Prompt — Transcribe each of the entries exactly.

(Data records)
= = = = =

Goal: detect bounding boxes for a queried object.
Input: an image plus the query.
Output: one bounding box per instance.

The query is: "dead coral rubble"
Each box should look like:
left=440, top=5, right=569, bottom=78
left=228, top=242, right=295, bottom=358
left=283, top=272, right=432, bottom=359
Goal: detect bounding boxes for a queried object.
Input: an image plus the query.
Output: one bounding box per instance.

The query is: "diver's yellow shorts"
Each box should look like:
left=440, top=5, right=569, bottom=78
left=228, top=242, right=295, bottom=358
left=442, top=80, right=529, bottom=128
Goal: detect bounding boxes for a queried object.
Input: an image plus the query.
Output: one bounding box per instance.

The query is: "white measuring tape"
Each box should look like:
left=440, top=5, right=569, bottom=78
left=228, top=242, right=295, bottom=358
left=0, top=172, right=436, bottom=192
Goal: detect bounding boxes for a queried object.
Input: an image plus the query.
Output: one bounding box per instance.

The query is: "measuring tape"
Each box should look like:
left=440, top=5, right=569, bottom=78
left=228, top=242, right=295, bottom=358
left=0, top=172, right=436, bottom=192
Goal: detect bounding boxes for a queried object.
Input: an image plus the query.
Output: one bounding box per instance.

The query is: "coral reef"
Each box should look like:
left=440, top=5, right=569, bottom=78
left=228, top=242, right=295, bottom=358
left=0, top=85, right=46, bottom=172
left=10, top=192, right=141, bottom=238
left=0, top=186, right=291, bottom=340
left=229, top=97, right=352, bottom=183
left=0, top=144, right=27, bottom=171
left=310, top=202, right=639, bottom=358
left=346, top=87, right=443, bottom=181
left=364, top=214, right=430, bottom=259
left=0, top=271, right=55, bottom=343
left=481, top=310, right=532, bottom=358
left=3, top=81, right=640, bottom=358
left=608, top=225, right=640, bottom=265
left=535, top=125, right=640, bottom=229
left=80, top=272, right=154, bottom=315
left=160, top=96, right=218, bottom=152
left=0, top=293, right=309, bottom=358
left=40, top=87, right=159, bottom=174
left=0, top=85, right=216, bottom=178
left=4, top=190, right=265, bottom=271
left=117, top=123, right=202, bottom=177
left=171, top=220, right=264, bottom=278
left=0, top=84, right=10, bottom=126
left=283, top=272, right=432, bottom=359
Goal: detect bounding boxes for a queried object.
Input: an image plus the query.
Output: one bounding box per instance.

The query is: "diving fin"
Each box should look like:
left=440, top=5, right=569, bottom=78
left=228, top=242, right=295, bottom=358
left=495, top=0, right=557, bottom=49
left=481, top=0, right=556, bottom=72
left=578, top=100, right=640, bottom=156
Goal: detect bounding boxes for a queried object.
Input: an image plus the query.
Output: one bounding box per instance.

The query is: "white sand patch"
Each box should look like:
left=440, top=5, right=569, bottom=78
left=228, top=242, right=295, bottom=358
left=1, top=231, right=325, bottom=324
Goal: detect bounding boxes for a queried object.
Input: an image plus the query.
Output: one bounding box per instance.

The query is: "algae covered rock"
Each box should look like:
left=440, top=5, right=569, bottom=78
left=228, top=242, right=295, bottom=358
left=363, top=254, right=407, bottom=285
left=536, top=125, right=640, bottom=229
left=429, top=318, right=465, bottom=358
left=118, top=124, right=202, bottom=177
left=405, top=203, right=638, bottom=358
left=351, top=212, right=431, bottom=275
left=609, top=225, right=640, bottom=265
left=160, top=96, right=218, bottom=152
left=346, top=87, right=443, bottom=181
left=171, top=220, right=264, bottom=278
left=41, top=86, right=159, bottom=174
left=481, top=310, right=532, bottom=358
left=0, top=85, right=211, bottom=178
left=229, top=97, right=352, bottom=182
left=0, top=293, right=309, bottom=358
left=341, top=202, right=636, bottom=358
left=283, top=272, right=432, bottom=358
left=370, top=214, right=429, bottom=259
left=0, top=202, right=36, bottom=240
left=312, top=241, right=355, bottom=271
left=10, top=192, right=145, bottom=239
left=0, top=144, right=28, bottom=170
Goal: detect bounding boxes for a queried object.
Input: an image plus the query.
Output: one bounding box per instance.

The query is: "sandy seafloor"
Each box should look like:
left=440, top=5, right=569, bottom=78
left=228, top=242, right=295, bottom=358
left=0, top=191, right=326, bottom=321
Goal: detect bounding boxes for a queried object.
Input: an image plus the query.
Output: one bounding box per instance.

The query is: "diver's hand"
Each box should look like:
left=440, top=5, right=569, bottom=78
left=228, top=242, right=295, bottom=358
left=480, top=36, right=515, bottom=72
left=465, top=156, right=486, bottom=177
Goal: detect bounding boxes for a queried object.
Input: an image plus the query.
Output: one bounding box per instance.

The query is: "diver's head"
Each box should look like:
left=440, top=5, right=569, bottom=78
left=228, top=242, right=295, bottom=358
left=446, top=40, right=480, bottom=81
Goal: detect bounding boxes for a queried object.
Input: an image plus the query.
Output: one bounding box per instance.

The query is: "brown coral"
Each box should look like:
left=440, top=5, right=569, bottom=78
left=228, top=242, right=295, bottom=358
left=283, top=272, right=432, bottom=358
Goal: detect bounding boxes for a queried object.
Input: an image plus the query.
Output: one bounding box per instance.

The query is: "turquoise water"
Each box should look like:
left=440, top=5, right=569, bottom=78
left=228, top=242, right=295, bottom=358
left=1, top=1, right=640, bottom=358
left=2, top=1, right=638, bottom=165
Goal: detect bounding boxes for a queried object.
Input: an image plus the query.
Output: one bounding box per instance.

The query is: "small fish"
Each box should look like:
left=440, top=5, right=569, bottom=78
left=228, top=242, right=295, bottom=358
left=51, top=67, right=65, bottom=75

= = = = =

Reply to the exercise —
Goal: detect bounding boxes for a queried object.
Input: an image plus the query.
Output: one bounding box per instance.

The query is: "dead coral rubble"
Each box should look like:
left=440, top=5, right=569, bottom=78
left=228, top=242, right=295, bottom=358
left=283, top=272, right=432, bottom=359
Goal: detect bounding boxes for a queried object.
Input: an image plus the query.
Output: one bounding box per instance.

The query is: "diver's yellow shorts"
Each box should look like:
left=440, top=5, right=569, bottom=78
left=228, top=242, right=295, bottom=358
left=442, top=80, right=529, bottom=128
Goal: detect bounding boxes for a queried object.
Input: an image plus the query.
Output: one bounding box per instance.

The query is: "white measuring tape"
Each box should look like:
left=440, top=5, right=569, bottom=78
left=228, top=242, right=295, bottom=358
left=0, top=172, right=436, bottom=192
Goal: detect bounding boxes for a queried object.
Input: an image plus the query.
Output: one bounding box per instance.

The query is: "measuring tape"
Each box should look like:
left=440, top=5, right=569, bottom=78
left=228, top=242, right=295, bottom=358
left=0, top=172, right=436, bottom=192
Goal: detect bounding boxes for a queried object.
Input: an image plus the query.
Output: one bounding box per instance.

The query is: "coral reef"
Each box should look like:
left=440, top=5, right=569, bottom=78
left=228, top=242, right=295, bottom=358
left=0, top=85, right=46, bottom=172
left=10, top=192, right=141, bottom=238
left=0, top=186, right=291, bottom=340
left=229, top=97, right=352, bottom=183
left=0, top=144, right=27, bottom=171
left=310, top=202, right=639, bottom=358
left=346, top=87, right=443, bottom=181
left=364, top=214, right=430, bottom=259
left=0, top=271, right=55, bottom=343
left=481, top=310, right=532, bottom=358
left=3, top=81, right=640, bottom=358
left=608, top=225, right=640, bottom=265
left=535, top=125, right=640, bottom=229
left=80, top=272, right=154, bottom=315
left=160, top=96, right=218, bottom=152
left=0, top=293, right=309, bottom=358
left=40, top=87, right=159, bottom=174
left=0, top=85, right=216, bottom=178
left=4, top=190, right=265, bottom=271
left=117, top=123, right=202, bottom=177
left=171, top=220, right=264, bottom=278
left=0, top=84, right=10, bottom=126
left=283, top=272, right=432, bottom=359
Goal: detect bounding boxes for a queried object.
Input: an image plus the query.
Output: one bounding box per instance.

The query is: "diving fin"
Each box should look like:
left=440, top=5, right=569, bottom=78
left=228, top=242, right=295, bottom=358
left=495, top=0, right=557, bottom=49
left=481, top=0, right=556, bottom=72
left=578, top=100, right=640, bottom=156
Goal: detect bounding boxes for a queried object.
Input: an image plus the query.
Output: one bounding box per instance.

The query is: "white sand patch"
Each box should look like:
left=440, top=5, right=569, bottom=78
left=228, top=242, right=295, bottom=358
left=1, top=231, right=325, bottom=324
Goal: detect bounding boxes for a queried object.
Input: an image plus the query.
Output: one bounding box per instance.

The query is: "algae covered rock"
Each box should look like:
left=440, top=5, right=569, bottom=78
left=228, top=242, right=295, bottom=358
left=363, top=254, right=407, bottom=285
left=536, top=125, right=640, bottom=229
left=429, top=318, right=465, bottom=358
left=118, top=124, right=202, bottom=177
left=405, top=203, right=638, bottom=358
left=351, top=212, right=431, bottom=275
left=609, top=225, right=640, bottom=265
left=160, top=96, right=218, bottom=152
left=346, top=87, right=443, bottom=181
left=171, top=220, right=264, bottom=278
left=41, top=86, right=159, bottom=174
left=481, top=310, right=532, bottom=358
left=0, top=85, right=211, bottom=178
left=229, top=97, right=352, bottom=182
left=0, top=293, right=309, bottom=358
left=341, top=202, right=636, bottom=358
left=283, top=272, right=432, bottom=358
left=370, top=214, right=429, bottom=259
left=0, top=202, right=36, bottom=240
left=312, top=241, right=355, bottom=271
left=10, top=192, right=145, bottom=239
left=0, top=144, right=28, bottom=170
Goal: detect bounding boxes for a queried object.
Input: an image plus the query.
Output: one bounding box per instance.

The query is: "sandy seafloor"
Each box should look like:
left=440, top=5, right=569, bottom=78
left=228, top=242, right=295, bottom=358
left=0, top=191, right=326, bottom=321
Goal: detect bounding boxes for a queried object.
Input: an image plus the query.
Output: one bounding box per instance.

The query is: "diver's hand"
Each box should look like:
left=440, top=5, right=569, bottom=78
left=228, top=242, right=295, bottom=358
left=480, top=36, right=515, bottom=72
left=465, top=156, right=486, bottom=177
Goal: detect bounding boxes for a queried object.
Input: an image plus the query.
Output: one bounding box per instance.

The query is: "diver's head"
Each box should look like:
left=440, top=5, right=569, bottom=78
left=228, top=242, right=295, bottom=358
left=446, top=40, right=480, bottom=81
Goal: detect bounding boxes for a queried object.
Input: an image plus the query.
Output: one bounding box per instance.

The query is: "brown coral"
Each box should look like:
left=440, top=5, right=569, bottom=78
left=228, top=242, right=295, bottom=358
left=283, top=272, right=432, bottom=358
Goal: detect bounding boxes for a queried object.
Input: an image plus the query.
Output: one bounding box per instance.

The query is: "turquoise water"
Each box should look like:
left=440, top=5, right=569, bottom=78
left=228, top=242, right=295, bottom=358
left=1, top=1, right=640, bottom=358
left=2, top=1, right=638, bottom=165
Goal: detect bounding boxes for a queried object.
Input: an image plus the query.
Output: one bounding box per instance.

The query is: "small fish"
Each box should look like:
left=440, top=5, right=569, bottom=78
left=228, top=242, right=295, bottom=358
left=51, top=67, right=65, bottom=75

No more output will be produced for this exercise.